___ TESTO DI PARTENZA ___

Ma in quanti e quali recessi
può nascondersi l’ottusità di un pregiudizio ideologico!
Pre-giudizio, appunto. Prima, o fuori, cioè, del giudizio. Continuo
a leggere, costernato, giudizi secchi di condanna per opere,
musicali, letterarie, figurative, che non ubbidiscano a una
predeterminata idea d’avanguardia, da una parte e, sulla stessa
opera, dall’altra, di un’identica e secca condanna perché invece
troppo d’avanguardia. Per esempio: il concerto op. 42 per
pianoforte e orchestra di Schoenberg. Troppo nostalgicamente
espressionistico, per alcuni, gli avanguardisti; troppo sgradevole,
dissonante, per altri, i nostalgici del paradiso perduto della
tonalità. Per entrambi gli schieramenti, e per opposti motivi,
nessuno in realtà che riguardi l’opera, un’opera fallita,
sbagliata.
Ma
se uscissimo, finalmente, da questi pre-giudizi? Se la smettessimo,
una buona volta, di giocare a guelfi e ghibellini? La domanda
corretta da porsi è, infatti, non se l’opera ubbidisca a modelli,
bensì: è scritta bene, è scritta male? È coerente? Ha una sua
logica costruttiva? Se sì, è un’opera riuscita. Se no, qualunque
sia la sua impostazione, è un’opera non riuscita. A mio avviso è
un capolavoro. Ma non perché rinuncia, come sembra (ma non è vero),
al rigore seriale e appaia più accattivante di altre opere. Non
rinuncia, in realtà, a nessun rigore, perché il problema del
rigore, dell’ubbidienza a un modello, nemmeno se lo pone: qual è,
di fatti, il rigore di una scrittura seriale? evitare le terze, le
seste? Schoenberg non si è mai posto rigide barriere, muri
prescrittivi non scavalcabili. E perfino un compositore maniacalmente
costruttivo come Boulez confessa poi di porsi impedimenti e regole
difficili per il piacere di infrangerli. E’ un po’ come quando
negli esercizi di armonia si proibiscono le quinte parallele. Il che
ha una senso solo in una scrittura polifonica, e di fatti quando i
compositori vogliono uscirne non osservano il divieto. Ma se escono
lo fanno consapevolmente. Sta qui il punto: le quinte non devono
nascere da una scrittura distratta o disattenta o inesperta, ma solo
dalla volontà di usarle. Ecco allora che, per esempio Mozart e
Chopin vi ricorrono, qualche volta. Non sono l’eccezione che
conferma la regola. Lo fanno perché lo permette il piano compositivo
che si sono scelti, il percorso di scrittura che hanno programmato.

___ DATI GREZZI ___

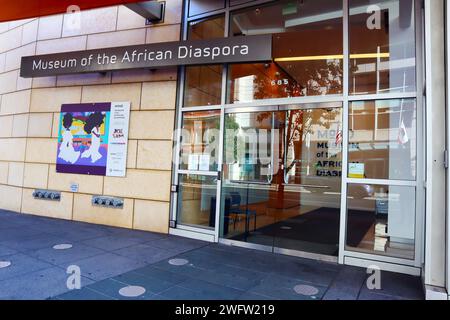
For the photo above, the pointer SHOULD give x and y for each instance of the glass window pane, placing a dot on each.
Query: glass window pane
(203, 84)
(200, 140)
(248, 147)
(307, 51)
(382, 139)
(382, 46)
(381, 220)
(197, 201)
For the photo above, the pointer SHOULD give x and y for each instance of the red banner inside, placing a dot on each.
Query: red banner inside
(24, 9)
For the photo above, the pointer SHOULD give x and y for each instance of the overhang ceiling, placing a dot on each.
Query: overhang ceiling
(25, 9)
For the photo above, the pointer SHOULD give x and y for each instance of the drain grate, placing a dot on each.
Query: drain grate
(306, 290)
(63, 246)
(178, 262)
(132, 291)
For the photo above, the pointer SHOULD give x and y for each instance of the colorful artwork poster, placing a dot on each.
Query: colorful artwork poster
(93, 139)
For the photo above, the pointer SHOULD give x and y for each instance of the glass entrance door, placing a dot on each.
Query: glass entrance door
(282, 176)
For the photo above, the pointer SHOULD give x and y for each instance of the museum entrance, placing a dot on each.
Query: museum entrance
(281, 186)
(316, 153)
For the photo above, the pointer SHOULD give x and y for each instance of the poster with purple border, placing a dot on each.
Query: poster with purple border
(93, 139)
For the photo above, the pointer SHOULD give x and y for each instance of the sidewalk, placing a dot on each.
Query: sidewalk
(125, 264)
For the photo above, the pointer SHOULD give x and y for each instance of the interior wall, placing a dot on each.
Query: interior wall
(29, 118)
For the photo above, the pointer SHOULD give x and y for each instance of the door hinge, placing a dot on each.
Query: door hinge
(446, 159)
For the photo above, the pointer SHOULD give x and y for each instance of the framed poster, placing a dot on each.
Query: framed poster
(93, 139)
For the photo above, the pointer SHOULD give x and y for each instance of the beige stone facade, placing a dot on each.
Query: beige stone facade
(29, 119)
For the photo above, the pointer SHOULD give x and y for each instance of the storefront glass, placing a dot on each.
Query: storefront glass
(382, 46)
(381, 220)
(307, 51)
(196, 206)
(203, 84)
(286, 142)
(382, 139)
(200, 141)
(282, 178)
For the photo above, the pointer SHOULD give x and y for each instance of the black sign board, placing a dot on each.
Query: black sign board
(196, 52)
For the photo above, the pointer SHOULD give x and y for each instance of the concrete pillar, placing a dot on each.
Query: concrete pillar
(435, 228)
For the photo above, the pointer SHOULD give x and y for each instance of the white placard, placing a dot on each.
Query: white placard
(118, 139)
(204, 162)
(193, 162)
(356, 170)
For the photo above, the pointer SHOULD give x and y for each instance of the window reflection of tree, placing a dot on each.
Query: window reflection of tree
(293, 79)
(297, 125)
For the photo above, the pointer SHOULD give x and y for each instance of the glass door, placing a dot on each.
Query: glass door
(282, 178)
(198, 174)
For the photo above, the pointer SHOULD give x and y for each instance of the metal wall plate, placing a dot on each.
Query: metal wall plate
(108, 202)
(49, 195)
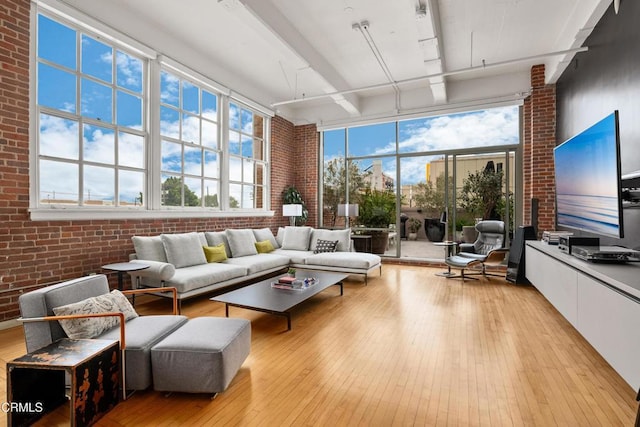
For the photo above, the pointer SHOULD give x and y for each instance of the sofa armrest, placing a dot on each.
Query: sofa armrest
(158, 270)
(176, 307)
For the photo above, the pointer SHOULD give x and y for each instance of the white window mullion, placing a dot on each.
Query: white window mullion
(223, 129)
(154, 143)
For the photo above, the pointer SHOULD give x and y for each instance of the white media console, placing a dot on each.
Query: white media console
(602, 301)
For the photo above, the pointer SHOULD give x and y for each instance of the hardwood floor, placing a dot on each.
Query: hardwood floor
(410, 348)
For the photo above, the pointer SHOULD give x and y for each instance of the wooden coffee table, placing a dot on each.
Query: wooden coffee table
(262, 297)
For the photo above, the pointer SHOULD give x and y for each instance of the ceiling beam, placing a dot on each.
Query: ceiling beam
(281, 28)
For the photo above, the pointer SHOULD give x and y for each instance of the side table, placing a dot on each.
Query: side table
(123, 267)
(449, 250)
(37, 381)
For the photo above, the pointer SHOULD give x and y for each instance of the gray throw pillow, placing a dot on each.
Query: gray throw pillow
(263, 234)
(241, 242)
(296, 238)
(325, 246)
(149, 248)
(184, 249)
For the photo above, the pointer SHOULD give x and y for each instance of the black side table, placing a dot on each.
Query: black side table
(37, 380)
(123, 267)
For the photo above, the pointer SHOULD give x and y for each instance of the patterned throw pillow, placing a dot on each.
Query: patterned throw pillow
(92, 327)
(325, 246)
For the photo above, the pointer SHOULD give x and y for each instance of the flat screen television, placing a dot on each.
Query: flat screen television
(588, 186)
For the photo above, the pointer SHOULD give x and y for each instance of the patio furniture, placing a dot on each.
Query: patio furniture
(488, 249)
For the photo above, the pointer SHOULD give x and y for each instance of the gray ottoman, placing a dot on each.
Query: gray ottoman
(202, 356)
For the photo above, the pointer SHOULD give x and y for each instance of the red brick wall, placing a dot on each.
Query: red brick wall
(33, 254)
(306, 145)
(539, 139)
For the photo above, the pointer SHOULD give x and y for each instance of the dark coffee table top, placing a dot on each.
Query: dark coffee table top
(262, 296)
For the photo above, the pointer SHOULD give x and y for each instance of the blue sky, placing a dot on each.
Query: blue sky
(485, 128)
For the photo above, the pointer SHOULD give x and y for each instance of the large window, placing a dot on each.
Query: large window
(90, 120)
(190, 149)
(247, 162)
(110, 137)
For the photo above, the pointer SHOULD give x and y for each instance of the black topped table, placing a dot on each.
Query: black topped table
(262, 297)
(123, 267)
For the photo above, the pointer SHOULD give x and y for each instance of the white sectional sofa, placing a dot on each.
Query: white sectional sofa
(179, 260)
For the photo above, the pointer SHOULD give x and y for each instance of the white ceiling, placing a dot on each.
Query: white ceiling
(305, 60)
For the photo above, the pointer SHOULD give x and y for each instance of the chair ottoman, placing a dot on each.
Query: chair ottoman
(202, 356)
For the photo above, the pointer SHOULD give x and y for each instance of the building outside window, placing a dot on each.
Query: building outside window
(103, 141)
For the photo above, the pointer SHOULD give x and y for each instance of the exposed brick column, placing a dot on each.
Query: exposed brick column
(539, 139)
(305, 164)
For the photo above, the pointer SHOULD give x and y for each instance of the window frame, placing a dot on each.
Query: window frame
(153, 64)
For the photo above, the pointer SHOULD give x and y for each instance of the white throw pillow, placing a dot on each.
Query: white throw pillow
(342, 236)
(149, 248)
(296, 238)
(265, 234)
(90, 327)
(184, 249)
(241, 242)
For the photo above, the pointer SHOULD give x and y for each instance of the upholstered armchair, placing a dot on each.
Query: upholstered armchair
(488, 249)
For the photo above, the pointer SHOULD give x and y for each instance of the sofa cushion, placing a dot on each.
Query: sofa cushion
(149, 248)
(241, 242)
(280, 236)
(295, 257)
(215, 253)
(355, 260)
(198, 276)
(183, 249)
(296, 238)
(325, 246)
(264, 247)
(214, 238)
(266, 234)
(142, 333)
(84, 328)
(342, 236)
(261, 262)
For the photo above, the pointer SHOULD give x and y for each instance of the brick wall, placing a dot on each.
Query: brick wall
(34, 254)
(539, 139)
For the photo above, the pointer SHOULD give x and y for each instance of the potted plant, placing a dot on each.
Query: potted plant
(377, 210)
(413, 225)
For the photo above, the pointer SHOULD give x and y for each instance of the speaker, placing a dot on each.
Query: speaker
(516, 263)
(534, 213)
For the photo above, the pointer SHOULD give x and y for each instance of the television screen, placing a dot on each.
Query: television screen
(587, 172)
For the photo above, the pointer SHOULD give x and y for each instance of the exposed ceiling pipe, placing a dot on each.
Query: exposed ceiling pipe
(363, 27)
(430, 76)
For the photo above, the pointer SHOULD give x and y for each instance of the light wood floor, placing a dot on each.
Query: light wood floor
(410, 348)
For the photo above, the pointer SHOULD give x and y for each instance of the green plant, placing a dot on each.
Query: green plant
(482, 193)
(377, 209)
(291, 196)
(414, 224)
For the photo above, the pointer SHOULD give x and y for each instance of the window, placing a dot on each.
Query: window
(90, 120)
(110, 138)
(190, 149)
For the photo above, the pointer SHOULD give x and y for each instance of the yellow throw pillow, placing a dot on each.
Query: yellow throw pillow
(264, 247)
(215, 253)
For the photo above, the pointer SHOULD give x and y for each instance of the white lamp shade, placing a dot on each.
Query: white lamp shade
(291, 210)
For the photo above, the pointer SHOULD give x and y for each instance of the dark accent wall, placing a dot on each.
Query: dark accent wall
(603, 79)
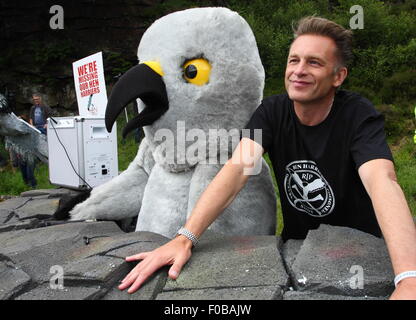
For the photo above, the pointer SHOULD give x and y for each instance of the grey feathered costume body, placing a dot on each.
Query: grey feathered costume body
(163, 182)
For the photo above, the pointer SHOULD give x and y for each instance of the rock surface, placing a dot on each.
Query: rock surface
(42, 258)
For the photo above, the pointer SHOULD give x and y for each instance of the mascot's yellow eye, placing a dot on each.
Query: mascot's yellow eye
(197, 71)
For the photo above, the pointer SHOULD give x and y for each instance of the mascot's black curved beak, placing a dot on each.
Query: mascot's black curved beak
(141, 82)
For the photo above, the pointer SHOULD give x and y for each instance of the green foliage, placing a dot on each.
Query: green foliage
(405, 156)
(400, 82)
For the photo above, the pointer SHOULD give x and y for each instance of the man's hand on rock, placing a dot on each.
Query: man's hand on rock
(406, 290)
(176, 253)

___
___ DATI GREZZI ___

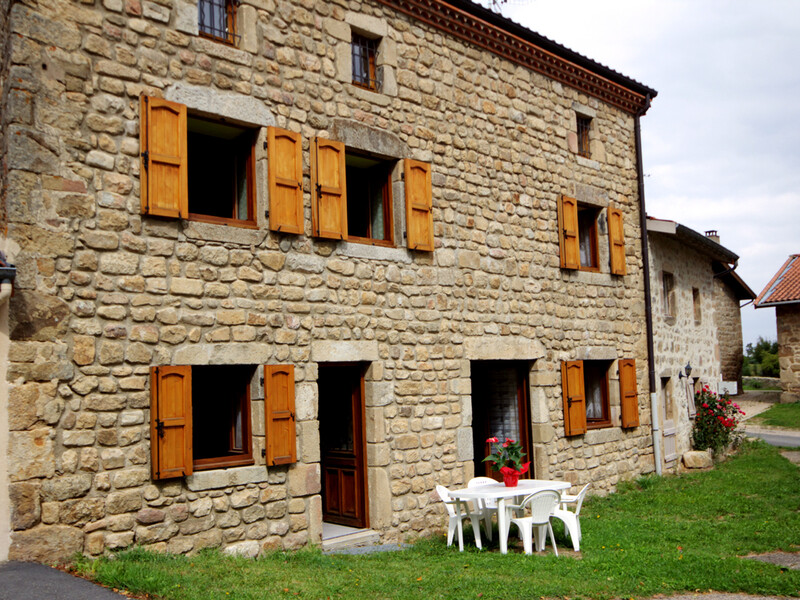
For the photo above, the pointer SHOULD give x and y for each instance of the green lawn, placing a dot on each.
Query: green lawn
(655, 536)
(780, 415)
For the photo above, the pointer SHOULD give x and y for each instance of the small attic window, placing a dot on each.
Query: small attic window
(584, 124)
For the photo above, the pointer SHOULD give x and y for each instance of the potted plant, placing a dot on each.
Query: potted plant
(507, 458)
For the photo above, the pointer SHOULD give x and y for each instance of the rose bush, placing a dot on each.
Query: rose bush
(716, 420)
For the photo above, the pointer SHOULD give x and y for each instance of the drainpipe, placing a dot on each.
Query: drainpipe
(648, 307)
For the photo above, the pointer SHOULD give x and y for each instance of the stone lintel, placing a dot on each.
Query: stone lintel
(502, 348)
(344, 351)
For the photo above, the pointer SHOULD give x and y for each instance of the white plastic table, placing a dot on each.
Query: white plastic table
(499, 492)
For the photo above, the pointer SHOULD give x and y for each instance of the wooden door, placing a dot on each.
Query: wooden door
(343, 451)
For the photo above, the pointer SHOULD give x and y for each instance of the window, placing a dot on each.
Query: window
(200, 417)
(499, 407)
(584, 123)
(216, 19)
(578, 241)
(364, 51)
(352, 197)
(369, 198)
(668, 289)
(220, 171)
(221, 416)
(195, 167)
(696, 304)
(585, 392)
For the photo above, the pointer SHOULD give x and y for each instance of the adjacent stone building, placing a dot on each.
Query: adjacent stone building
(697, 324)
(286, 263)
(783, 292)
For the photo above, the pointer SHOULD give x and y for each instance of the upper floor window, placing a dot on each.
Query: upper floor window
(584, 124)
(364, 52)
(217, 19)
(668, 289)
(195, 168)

___

_ATTIVITÀ DA SVOLGERE_:
- a) Nel testo sul pregiudizio nel giudizio musicale, quale composizione di Schoenberg viene portata come esempio?
- b) Prosegua il testo sul pregiudizio nel giudizio musicale, riprendendo dopo la sua ultima frase.
Le voci riportate non hanno alcuna attinenza con il testo.

_RISPOSTE_:
- a) Il concerto op. 42 per pianoforte e orchestra.

- b)
Il
concerto schoenberghiano segue, del resto, una propria originalissima
idea di riesame di tutti i parametri storici della composizione,
almeno da Brahms e Wagner in poi; a parte questo, l’ascoltatore non
prevenuto, né nel senso di un’adesione alle avanguardie né nel
senso di un rifiuto di ciò che travalichi l’eufonia di
un’immaginaria tonalità mai storicamente esistita, seguirà con
crescente interesse e partecipazione – eh sì! anche quella,
emotiva, viscerale, istintiva – perché no? - che poi anche
l’istinto, l’emozione non è irriflessivo, automatico,
ma è il
frutto di cultura, di
educazione, di
formazione individuale – seguirà, dico, con emozione, con
partecipata emozione, questa
che è un’avventura talmente carica di storia musicale da far
venire le vertigini, a cominciare dall’attacco: Brahms, forse?
primo concerto per pianoforte? Wagner, Tristano? Per favore,
buttiamole nella spazzatura le nostre attese di come dovrebbe essere
la musica che ascolteremo e abbandoniamoci a scoprire invece com’è.
Sto
ascoltando l’interpretazione di Pina Napolitano, insieme alla
Liepāja Symphony
Orchestra diretta da Atvars Lakstīgala
(cd Odradek). Incisione splendida, anzi entusiasmante. Accostamento
illuminante con il Terzo Concerto di Bartók.
I due concerti sono quasi coevi, del 1944 Schoenberg, dell’anno
seguente Bartók.
Tutti e due attaccano con
un a solo del pianoforte (come il Quarto di Beethoven! un
caso?), ma Bartók
sostiene il pianoforte
con una fascia sonora proposta
dai
violini secondi e dalle
viole. Pina
Napolitano queste memorie musicali sembra sprigionarle dalle dita,
dal tocco, ora morbido, ora duro, dalla libertà del fraseggiare,
dall’abbandono al canto, quando si deve cantare, dal distacco quasi
analitico di una successione armonica, quando a prevalere nella
pagina è la pura costruzione armonica degli accordi o l’incatenarsi
contrappuntistico delle
frasi. Apparentemente
Bartók,
tuttavia, a
differenza di Schoenberg non sembra
uscire
dai parametri tonali. Ma
che tonalità è? Senza andare troppo indietro, quella di Liszt,
ungherese come lui? No,
non è Liszt. Anche
Šostakovič
e Prokofiev, anche Janáček,
restano
in ambito tonale, se
ci si pensa.
E allora? Allora,
le funzioni armoniche non hanno la stessa interdipendenza,
interrelazione che avevano, che so, in Schubert. Cambiano
di epoca in epoca, anzi da compositore a compositore nella stessa
epoca.
Ecco,
dunque,
che cosa intendo per pre-giudizio: aspettarsi che l’opera si adegui
a un modello, ma non a quello magari predisposto dall’autore, bensì
a quello che, da
parte di chi ascolta (o legge, o guarda)
si
è
scelto come inappellabile
riferimento, sia
questo modello ispirato alla nostalgia dell’irreversibile passato
oppure
a un’astratta idea di rigore avanguardistico.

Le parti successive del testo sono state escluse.